(Location identification items)
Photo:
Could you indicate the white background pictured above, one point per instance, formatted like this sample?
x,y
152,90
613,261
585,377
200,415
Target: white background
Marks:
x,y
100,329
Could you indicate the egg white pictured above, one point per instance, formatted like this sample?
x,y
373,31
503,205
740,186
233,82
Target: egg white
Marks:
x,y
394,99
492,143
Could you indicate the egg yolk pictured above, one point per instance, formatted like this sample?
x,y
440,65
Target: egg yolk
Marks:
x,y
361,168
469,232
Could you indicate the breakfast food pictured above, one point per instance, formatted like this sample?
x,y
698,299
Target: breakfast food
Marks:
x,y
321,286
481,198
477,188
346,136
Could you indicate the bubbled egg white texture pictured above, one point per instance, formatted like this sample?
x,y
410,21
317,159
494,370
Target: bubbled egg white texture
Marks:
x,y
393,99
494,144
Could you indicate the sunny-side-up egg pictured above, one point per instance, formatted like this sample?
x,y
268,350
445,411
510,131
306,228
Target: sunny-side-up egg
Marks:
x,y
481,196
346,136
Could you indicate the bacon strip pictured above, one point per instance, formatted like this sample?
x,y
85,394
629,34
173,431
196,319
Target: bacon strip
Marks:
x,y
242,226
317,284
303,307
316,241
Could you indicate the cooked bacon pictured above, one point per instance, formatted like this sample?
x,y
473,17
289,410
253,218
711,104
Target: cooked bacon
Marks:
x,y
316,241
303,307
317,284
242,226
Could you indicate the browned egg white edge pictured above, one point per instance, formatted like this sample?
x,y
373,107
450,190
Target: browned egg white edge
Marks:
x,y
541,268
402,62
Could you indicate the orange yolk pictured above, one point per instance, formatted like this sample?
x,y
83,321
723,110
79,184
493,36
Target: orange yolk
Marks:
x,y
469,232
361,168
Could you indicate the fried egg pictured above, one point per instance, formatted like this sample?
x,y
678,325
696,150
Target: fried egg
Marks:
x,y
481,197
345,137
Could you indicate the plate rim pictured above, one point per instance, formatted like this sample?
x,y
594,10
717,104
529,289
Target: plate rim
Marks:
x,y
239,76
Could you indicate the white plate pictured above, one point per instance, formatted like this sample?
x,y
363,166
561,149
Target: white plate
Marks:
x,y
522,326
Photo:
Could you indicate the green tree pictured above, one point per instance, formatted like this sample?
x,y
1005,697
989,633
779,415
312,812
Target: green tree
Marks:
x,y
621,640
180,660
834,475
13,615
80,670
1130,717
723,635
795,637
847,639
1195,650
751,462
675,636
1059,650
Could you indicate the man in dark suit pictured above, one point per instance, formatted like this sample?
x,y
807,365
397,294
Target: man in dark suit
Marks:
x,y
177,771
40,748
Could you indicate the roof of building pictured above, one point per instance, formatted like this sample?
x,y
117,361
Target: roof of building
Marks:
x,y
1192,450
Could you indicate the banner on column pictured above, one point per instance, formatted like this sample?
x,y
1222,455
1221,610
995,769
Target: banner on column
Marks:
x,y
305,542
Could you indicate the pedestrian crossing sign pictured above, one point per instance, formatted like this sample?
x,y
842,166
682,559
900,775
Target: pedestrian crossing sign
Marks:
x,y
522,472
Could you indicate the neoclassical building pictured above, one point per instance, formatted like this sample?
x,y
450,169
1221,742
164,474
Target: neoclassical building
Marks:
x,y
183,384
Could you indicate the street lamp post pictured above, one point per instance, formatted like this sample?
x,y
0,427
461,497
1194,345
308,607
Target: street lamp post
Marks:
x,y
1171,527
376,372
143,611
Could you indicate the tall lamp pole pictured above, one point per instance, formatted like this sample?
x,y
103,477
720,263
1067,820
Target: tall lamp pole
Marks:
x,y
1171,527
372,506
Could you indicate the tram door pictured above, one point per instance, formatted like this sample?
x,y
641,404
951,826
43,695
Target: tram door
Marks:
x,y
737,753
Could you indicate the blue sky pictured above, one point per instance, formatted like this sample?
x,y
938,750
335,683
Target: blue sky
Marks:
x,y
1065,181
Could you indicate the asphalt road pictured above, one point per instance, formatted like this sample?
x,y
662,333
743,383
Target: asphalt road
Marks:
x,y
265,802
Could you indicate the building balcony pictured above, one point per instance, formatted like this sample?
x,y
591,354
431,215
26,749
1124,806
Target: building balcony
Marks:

Work required: Send back all of the entries exactly, with nothing missing.

Task solution:
Photo:
Could you indicate the white background pictured above, one point per instance, formatted like this sample?
x,y
152,90
613,261
585,377
200,415
Target: white background
Marks:
x,y
100,329
Could you indicate the egg white pictured above, one point per instance, formatted like this sample?
x,y
373,31
503,205
740,186
233,82
Target: egg white
Marks:
x,y
394,99
492,143
Could you indicate the egg yolk pictured above, one point per instance, formatted like this sample?
x,y
440,65
Target: egg yolk
Marks:
x,y
361,168
469,232
Could you indicate the breakfast food pictured above, one point per instance, formatted like this sample?
x,y
698,299
Target: breakfast food
Marks:
x,y
321,286
481,198
477,188
346,136
Could you indicate the bubbled egg white texture pictured above, one point per instance, formatted like this sample?
x,y
410,21
317,159
494,370
Target: bubbled egg white texture
Marks:
x,y
393,99
494,144
Could you indicate the sunny-side-up egg pictured above, one point per instance, formatted like this sample?
x,y
268,350
445,411
510,131
306,228
Target: sunny-side-up egg
Marks:
x,y
481,196
346,136
Could you indicate the bacon strip pictured above, one point per instance, formatted like this sample?
x,y
85,394
629,34
173,431
196,319
Target: bacon strip
Marks:
x,y
242,226
317,284
303,307
316,241
Could you indicate the cooked bacon pictured above, one point per instance, formatted like this sample?
x,y
473,17
289,410
253,218
711,104
Target: cooked bacon
Marks:
x,y
316,241
303,307
317,284
242,226
Could you indicate the browned egg white edge pictured above, one point per instance, formatted like this sample?
x,y
373,107
450,190
Target: browned egg white edge
Marks:
x,y
541,268
402,62
Could you indicate the orange yolk pictured above, one point per instance, formatted like this sample?
x,y
83,321
723,110
79,184
493,36
Target: orange yolk
Marks:
x,y
469,232
361,168
Could you indicate the fried egg pictured above, one point per instance, formatted like this sample?
x,y
678,325
696,150
Target: fried egg
Marks:
x,y
481,197
345,137
Could you indicate the plate rim pictured above, one point per instance, formatted like this sample?
x,y
594,10
717,104
529,289
Target: plate rim
Marks:
x,y
239,76
Could you indicate the white plate pictured above, one point per instance, formatted like this sample?
x,y
363,166
561,149
Target: white plate
Marks:
x,y
522,326
Photo:
Could you indicate the green tree pictured above, one point per instance, formatted like this sample?
x,y
1005,697
989,633
779,415
312,812
Target: green tree
Marks:
x,y
621,640
180,660
834,475
13,615
80,670
1130,717
723,635
795,637
847,639
1195,650
751,462
675,636
1059,650
Could you indicate the man in dark suit pictured above, one point per instance, formatted like this sample?
x,y
807,365
397,294
Target: man in dark suit
Marks:
x,y
177,771
40,748
Could you indicate the roof of building pictured above, one point per instance, formatted like this sample?
x,y
117,361
Target: roof of building
Marks:
x,y
1192,450
Could you indicate the banner on column pictured above, one point per instance, formatted like this sample?
x,y
1222,455
1221,610
995,769
Target: banner on column
Marks:
x,y
305,542
Could you indicate the pedestrian crossing sign pictured above, one point per instance, formatted like this sample?
x,y
842,166
682,559
900,775
Target: pedestrian crossing sign
Marks:
x,y
522,472
Could you indicate the neoclassical building pictured above, one point per instance, formatted like this sample?
x,y
450,169
1221,742
164,474
Target: neoclassical building
Marks:
x,y
183,384
Could you indicate the street lamp post pictured above, one point per instance, formatted like this sample?
x,y
0,427
461,497
1194,345
308,607
Target: street lamp post
Marks:
x,y
1171,527
376,372
143,611
Could you indicate the tall lamp pole pictured above, one point per instance, formatted like this sample?
x,y
103,477
720,263
1067,820
Target: tall lamp pole
Marks:
x,y
1171,527
372,506
Could you indicate the tram door pictured above, one point per instance, formatted like this sample?
x,y
641,404
951,826
43,695
Target: tram door
Marks:
x,y
737,753
Could you indicate the blue sky pictured above, one point per instance, formatted like this sample?
x,y
938,750
335,683
Target: blue sky
Marks:
x,y
1065,181
Could you indicate the asphalt road pictured above, one point per instance, formatted like this sample?
x,y
662,333
743,383
Target: asphalt road
Marks:
x,y
265,802
Could you indicate the building balcony pictured above, one point per instance, formatted like this sample?
x,y
591,354
431,215
26,749
1124,806
Target: building balcony
Marks:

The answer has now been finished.